> **ASSIGNMENT**
Given the material below, return only the lines starting at the line with "Find the wooden" and ending at the line with "Find the white", exactly as they appear.

> **LISTED ENTRIES**
"""

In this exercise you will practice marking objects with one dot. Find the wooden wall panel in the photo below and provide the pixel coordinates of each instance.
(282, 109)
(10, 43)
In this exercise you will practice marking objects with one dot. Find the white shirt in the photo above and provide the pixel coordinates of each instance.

"""
"""

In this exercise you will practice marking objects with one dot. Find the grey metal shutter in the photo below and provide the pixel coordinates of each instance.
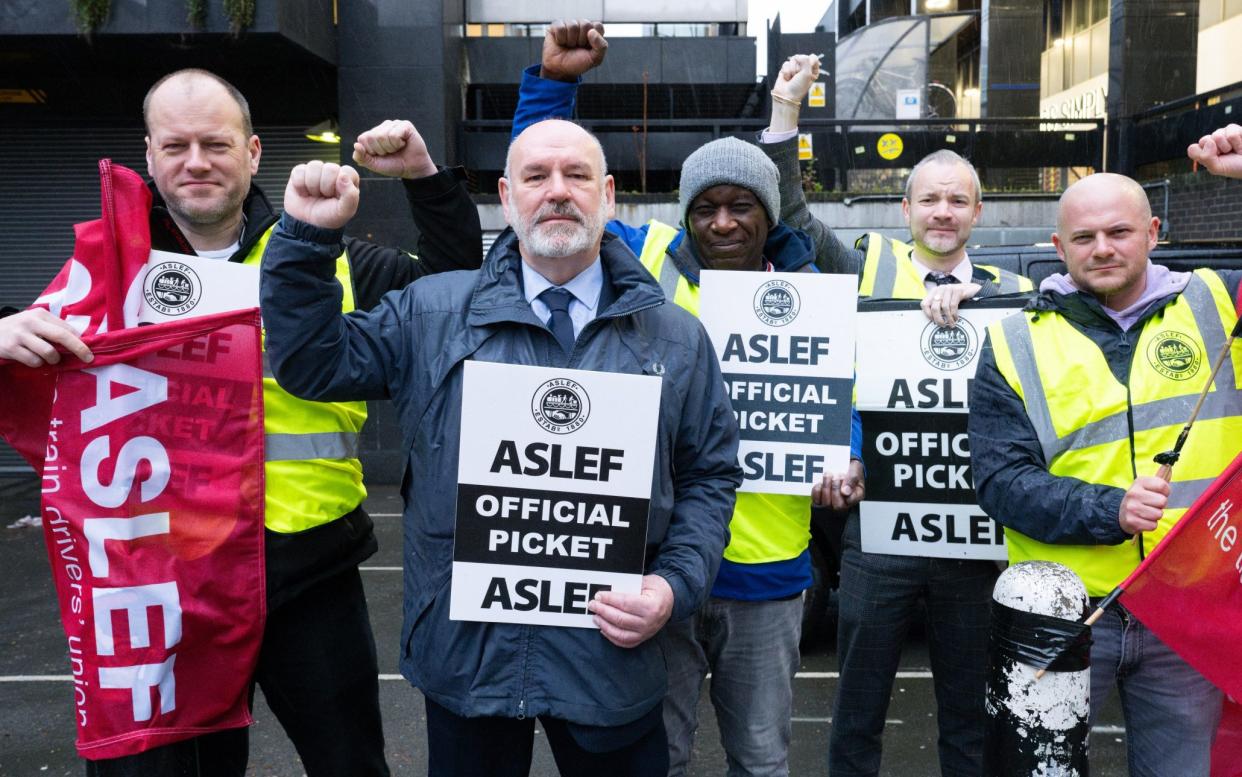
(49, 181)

"""

> **FINISHED EXERCISE**
In this exercise you will practice marking objects with one dot. Find the wooden wall panel in the photo below and provide the pixel coordinates of each instance.
(282, 109)
(10, 43)
In this exercise you will practice marking objects with one dot. Find the white shirt in the photo above and provide the pixel coordinates of each instance.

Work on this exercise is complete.